Pick up the article on Marine Le Pen after its last sentence and keep writing it.

SELECTED PASSAGE:
====
May 28, 2021

Marine Le Pen

Marine Le Pen

Source: www.kremlin.ru.

What appalled the American deep state and its media courtiers about Donald Trump’s election victory in 2016 may have been dressed up as an ad hominem attack, but it had more to do with the fact that he did not come up through channels approved by America’s political class. Now France’s état profond is equally disturbed that another blond maverick—albeit blonde—has a good shot at the French presidential elections next year, but for different reasons. Politically, she makes Trump look tame.

Marion Anne Perrine Le Pen’s name is easier on the ear than “Donald John Trump,” although the feisty 52-year-old from the fashionable Neuilly-sur-Seine district of Paris is known as “Marine.” Her background as a lawyer suggests a standard-issue European politician, but European lawyers rarely join (although they often represent) organizations such as the Front National, as Marine Le Pen did at age 18. At that time her father, Jean-Marie Le Pen, was party leader, and was on record as saying that HIV sufferers should be segregated from society, President Chirac was being bankrolled by B’nai B’rith, and the French soccer team didn’t represent the nation as it contained too many black players. In offense terms, and to borrow a term from the French card game baccarat, this was une maison pleine. Full house. He left out only Muslims, and his daughter would more than make up for that oversight.
====
DATA SECTION:
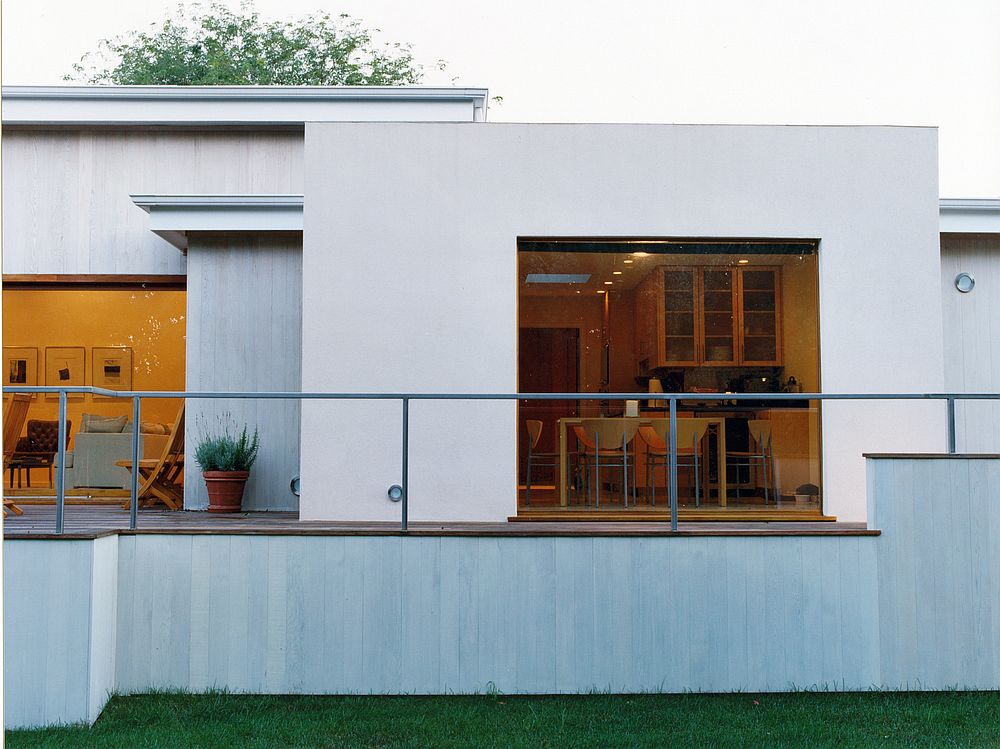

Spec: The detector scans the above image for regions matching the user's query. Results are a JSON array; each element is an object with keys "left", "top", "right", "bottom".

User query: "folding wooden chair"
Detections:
[
  {"left": 115, "top": 406, "right": 184, "bottom": 510},
  {"left": 3, "top": 393, "right": 31, "bottom": 517}
]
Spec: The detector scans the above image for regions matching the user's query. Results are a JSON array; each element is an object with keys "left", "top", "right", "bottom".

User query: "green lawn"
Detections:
[{"left": 7, "top": 692, "right": 1000, "bottom": 749}]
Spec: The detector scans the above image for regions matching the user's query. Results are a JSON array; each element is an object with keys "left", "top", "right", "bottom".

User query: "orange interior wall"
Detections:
[{"left": 3, "top": 289, "right": 186, "bottom": 444}]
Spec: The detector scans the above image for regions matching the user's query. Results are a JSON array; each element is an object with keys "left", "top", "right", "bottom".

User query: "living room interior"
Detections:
[{"left": 3, "top": 279, "right": 186, "bottom": 494}]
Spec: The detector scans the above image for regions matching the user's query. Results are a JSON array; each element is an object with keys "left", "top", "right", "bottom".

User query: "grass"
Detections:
[{"left": 7, "top": 692, "right": 1000, "bottom": 749}]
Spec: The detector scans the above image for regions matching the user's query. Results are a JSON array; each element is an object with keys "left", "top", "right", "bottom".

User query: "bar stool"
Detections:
[
  {"left": 573, "top": 418, "right": 639, "bottom": 508},
  {"left": 726, "top": 419, "right": 778, "bottom": 504},
  {"left": 524, "top": 419, "right": 575, "bottom": 507},
  {"left": 639, "top": 419, "right": 708, "bottom": 507}
]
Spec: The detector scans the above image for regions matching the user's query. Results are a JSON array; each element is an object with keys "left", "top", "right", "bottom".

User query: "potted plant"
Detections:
[{"left": 194, "top": 426, "right": 260, "bottom": 512}]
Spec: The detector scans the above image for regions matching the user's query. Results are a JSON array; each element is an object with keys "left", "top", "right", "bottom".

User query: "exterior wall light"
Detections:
[{"left": 955, "top": 273, "right": 976, "bottom": 294}]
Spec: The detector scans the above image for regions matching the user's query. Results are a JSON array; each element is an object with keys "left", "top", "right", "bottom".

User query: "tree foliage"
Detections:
[{"left": 66, "top": 3, "right": 444, "bottom": 86}]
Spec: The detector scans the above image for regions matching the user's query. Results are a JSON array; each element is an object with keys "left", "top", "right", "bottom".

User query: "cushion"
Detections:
====
FINAL RESULT:
“Le Pen is being taken very seriously by a nervous establishment before the 2022 election, and her popularity is a litmus test for European politics.”

In 2011 daughter replaced father as party leader, and moved with sharp political expediency to temper Jean-Marie’s more two-fisted comments. Whereas he called the Holocaust’s gas chambers “a detail of World War II history,” she described the same as “the height of barbarism.” Her sleek remodel of the party performed better than tipsters predicted in the 2012 election, and the establishment took notice. Madame Le Pen discovered that the French judiciary is just as politically weaponized as elsewhere.

In 2015 Marine Le Pen was tried and acquitted for incitement to racial hatred after comparing Muslims praying in the streets of Paris to the Nazi occupation. The same year, she retweeted videos of executions carried out by ISIS as a comment about the brutality of that regime. For this faux pas she was in court again in 2018 with a recommendation that she be admitted for psychiatric testing. “This regime,” she said, “is really starting to scare me.”

The French run presidential elections using a knockout system, with a first round of voting followed by a runoff between the two remaining candidates. The rebranded Front National performed well enough in the 2017 election—winning 21.3% of the first-round vote against current president Emmanuel Macron’s 24%—to make the French chattering classes choke over their salade de géziers.

Le Pen is being taken very seriously by a nervous establishment before the 2022 election, and her popularity is a litmus test for European politics. She is a genuine conservative, and for all their history of radical revolutions and Paris Communes, a solid swathe of France remains both conservative and fiercely nationalistic.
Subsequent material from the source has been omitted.